» **Zitierter Text**
-------
Lese-Probe zu „Das Prinzip Mensch “
Was geschieht mit uns?"Wir stehen heute vor einer Welt, die sich gerade erst entwickelt, eroberungswillig und beherrschend, dabei jedoch nicht Gefahr läuft, wie der Koloß auf tönernen Füßen zusammenzubrechen, sondern vielmehr jene schleichende Verrohung herbeizuführen, die durchaus das Gesicht der neuen Katastrophe nach der Shoah werden könnte." Jacques Hassoun
Wir haben es mit einem verblüffenden Paradox zu tun: einer unsichtbaren Logik, die uns Tag für Tag ein weiteres Stück Teppich unter den Füßen wegzieht. Unsere Gesellschaften werden hinterrücks angegriffen, ohne es zu ahnen, und unser Denken ist orientierungslos geworden, wie eine versprengte Armee im Nebel. Die Werte, die Begriffe, die demokratischen Ziele, die wir vertreten, werden von ihrem Fundament her ausgehöhlt. Eine Art ontologische Schizophrenie droht uns im Hinblick auf die Bedeutung der Worte und Dinge. Sehen wir uns genauer an, was es damit auf sich hat: Was sind die beiden Seiten dieser sonderbaren Medaille?
-------
» **Datenzeilen**
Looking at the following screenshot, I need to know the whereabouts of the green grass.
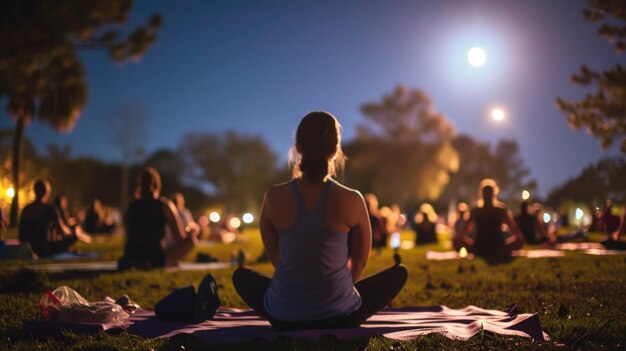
[0,229,626,350]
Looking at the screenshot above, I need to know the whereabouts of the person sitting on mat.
[454,179,524,263]
[119,167,197,269]
[18,179,91,257]
[232,112,408,330]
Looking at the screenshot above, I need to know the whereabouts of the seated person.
[118,167,197,269]
[515,201,545,244]
[170,193,200,233]
[233,112,408,330]
[83,198,115,233]
[413,203,437,245]
[18,179,91,257]
[454,179,524,262]
[602,200,626,250]
[364,194,388,251]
-------
» **Arbeitsanweisungen**
A: Nenne alles, was laut dem zitierten Text von seinem Fundament her ausgehöhlt wird.
B: Schreibe den zitierten Text über die Orientierungslosigkeit unserer Gesellschaften im Anschluss an seinen letzten Satz weiter.
Die Einträge stammen aus einer anderen Quelle als der zitierte Text.

» **Lösungen**
A: Die Werte, die Begriffe und die demokratischen Ziele, die wir vertreten.

B:
Auf der Vorderseite ist die Sache klar. Wir glauben - zu Recht! - an die Menschenrechte. Wir sind überzeugt, daß ihr Siegeszug am Beginn eines neuen Jahrtausends nicht das Ende der Geschichte ankündigt, sondern die (jedenfalls vorläufige) Niederlage der Tyranneien und Despotien. Vorbei sind die Zeiten des Faschismus, Nazismus, Kommunismus, der mittelmäßigen Diktaturen, der unvermeidlichen Fremdbestimmung. Die optimistischeren Zeitgenossen - zu denen auch ich gehöre - wittern schon den möglichen Anbruch eines neuen Zeitalters der Aufklärung, das sich diesmal über die ganze Erde erstreckt. Die Idee ist weder abwegig noch unberechtigt.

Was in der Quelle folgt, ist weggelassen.